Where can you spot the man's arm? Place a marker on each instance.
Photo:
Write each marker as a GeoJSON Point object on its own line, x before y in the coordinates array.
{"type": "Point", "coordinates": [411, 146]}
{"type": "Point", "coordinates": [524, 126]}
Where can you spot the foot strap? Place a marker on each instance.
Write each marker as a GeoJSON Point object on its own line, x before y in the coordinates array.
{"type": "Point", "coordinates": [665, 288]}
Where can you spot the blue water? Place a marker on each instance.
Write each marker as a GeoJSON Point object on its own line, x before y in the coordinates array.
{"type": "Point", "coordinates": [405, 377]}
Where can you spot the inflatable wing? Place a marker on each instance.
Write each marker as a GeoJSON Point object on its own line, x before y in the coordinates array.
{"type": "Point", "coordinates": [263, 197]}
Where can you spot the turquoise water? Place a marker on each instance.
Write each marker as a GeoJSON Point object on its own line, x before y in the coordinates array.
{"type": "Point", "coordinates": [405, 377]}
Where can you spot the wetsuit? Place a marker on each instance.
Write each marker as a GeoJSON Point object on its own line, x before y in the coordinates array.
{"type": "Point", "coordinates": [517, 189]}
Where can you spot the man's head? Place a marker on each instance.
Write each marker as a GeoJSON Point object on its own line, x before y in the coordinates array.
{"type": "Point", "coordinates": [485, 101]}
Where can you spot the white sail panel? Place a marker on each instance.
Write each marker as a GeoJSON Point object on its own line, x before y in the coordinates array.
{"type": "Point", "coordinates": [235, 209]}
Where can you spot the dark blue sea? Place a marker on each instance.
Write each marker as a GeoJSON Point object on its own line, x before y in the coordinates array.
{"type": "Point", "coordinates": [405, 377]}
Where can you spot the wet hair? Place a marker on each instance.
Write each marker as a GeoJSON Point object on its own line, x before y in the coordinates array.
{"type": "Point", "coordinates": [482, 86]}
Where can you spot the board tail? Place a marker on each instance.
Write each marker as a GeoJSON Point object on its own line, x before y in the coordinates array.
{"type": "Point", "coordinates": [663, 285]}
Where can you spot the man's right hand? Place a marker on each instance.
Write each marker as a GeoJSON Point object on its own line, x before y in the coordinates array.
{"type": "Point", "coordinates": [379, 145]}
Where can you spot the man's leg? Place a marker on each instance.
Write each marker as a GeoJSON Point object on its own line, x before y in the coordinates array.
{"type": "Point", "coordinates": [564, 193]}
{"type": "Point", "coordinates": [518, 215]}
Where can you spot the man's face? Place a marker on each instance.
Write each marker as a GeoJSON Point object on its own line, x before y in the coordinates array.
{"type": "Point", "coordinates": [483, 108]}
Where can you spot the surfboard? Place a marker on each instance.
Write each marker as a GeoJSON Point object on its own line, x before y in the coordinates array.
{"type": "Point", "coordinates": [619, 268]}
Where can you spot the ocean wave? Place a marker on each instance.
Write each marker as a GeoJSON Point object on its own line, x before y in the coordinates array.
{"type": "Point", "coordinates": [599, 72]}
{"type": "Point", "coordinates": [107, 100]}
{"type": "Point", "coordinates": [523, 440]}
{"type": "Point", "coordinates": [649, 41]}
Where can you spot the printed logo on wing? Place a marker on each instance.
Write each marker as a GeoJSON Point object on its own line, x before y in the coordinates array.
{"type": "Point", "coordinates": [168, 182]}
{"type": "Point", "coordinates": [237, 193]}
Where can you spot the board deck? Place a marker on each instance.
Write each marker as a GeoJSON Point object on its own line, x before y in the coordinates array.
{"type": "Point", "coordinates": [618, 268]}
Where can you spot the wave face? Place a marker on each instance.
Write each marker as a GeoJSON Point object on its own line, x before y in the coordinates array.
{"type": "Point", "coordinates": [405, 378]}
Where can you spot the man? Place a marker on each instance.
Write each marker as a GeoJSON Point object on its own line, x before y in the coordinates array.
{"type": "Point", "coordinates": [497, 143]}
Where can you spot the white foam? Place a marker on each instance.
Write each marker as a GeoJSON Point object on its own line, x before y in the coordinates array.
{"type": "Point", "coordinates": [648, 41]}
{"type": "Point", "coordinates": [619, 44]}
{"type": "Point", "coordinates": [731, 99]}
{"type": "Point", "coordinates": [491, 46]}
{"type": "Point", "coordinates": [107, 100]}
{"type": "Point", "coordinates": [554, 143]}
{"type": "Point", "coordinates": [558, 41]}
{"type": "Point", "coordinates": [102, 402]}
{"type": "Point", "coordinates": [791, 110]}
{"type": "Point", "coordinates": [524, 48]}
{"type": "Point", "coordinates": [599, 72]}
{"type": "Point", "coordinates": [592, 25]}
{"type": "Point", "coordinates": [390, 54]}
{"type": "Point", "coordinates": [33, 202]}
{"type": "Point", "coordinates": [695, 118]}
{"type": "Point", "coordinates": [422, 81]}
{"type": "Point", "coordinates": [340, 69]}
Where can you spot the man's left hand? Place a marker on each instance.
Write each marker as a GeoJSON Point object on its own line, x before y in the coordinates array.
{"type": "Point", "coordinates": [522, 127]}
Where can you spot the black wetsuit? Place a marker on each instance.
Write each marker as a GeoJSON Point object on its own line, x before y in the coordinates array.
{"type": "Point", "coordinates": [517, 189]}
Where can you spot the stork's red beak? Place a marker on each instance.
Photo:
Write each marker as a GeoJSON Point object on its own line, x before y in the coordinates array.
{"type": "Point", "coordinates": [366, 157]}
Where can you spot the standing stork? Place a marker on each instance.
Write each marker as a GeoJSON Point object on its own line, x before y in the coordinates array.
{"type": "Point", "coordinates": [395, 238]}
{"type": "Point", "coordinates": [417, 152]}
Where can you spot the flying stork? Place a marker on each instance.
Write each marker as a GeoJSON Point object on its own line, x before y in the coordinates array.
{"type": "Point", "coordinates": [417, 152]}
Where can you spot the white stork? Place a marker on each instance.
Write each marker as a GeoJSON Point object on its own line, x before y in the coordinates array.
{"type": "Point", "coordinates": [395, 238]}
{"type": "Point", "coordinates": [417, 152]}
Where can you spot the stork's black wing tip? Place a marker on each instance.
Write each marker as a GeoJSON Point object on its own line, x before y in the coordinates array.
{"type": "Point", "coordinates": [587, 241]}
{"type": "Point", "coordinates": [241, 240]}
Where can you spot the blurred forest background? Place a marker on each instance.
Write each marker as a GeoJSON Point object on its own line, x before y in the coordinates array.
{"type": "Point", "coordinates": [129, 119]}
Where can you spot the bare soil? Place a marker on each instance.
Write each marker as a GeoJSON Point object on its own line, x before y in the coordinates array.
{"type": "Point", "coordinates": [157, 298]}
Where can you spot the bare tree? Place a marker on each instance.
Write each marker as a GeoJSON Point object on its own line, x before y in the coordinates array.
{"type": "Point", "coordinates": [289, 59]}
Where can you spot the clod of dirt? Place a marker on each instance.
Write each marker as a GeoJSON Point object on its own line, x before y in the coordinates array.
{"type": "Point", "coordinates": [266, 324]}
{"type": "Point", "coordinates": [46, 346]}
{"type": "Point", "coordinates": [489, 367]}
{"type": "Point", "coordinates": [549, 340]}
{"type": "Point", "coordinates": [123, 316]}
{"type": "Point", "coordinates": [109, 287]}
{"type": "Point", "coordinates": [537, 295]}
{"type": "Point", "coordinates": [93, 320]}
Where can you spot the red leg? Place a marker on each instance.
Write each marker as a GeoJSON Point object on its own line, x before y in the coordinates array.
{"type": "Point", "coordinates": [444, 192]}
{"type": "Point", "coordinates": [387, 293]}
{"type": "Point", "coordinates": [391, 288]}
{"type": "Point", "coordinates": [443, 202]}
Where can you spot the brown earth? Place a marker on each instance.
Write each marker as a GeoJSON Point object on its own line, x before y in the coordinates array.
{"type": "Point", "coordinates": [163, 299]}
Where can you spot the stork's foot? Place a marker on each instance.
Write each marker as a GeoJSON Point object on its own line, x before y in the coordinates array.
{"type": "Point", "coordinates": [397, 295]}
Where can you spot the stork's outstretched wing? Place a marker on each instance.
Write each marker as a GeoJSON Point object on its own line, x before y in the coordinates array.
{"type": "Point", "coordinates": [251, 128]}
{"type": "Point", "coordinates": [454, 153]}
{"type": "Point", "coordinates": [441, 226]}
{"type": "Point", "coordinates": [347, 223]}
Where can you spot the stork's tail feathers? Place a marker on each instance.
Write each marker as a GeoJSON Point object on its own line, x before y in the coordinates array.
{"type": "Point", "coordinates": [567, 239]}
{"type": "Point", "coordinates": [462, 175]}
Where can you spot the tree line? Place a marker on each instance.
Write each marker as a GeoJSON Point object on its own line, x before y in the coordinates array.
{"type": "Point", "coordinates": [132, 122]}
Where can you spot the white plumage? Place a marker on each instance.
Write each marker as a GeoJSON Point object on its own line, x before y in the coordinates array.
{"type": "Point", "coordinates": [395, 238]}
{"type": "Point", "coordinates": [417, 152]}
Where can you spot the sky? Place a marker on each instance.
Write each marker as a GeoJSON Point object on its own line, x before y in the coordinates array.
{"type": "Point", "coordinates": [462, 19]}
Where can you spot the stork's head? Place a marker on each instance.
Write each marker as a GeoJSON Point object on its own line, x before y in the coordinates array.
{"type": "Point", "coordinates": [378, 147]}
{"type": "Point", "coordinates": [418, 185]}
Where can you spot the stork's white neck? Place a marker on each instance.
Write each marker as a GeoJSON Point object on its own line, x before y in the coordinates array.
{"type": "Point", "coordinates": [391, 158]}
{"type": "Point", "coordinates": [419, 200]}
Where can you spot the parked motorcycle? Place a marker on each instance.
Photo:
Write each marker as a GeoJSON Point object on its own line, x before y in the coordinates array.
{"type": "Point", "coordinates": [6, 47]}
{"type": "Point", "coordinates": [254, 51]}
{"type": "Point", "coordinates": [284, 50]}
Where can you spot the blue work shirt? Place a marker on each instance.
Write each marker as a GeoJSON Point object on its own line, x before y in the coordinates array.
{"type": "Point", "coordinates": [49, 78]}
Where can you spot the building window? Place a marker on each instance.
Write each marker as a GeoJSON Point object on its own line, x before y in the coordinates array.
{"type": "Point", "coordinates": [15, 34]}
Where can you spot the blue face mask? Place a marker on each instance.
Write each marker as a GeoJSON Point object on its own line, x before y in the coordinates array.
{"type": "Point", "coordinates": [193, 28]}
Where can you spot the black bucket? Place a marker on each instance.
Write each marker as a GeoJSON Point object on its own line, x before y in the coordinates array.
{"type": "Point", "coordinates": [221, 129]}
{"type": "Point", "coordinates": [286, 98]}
^^^^
◆ Your task ◆
Give again only the lines of the material above that run from the one with "Where can you spot the blue work" through the end, both included, exactly as they appear.

◆ The solution ◆
Where can you spot the blue work shirt? Place a marker on each instance.
Write each marker as a GeoJSON Point object on its own line, x before y in the coordinates array.
{"type": "Point", "coordinates": [49, 78]}
Where can you spot the building window? Place a marker on each instance.
Write each marker as a GeoJSON Point object on its own line, x before y in the coordinates array.
{"type": "Point", "coordinates": [15, 34]}
Where can you spot the blue face mask? Place a marker on each instance.
Write each marker as a GeoJSON Point object on its own line, x before y in the coordinates array.
{"type": "Point", "coordinates": [193, 28]}
Where can you spot the black bucket? Place a marker on each instance.
Write each marker as a GeoJSON Point object on its own line, x before y in the coordinates array.
{"type": "Point", "coordinates": [221, 129]}
{"type": "Point", "coordinates": [286, 98]}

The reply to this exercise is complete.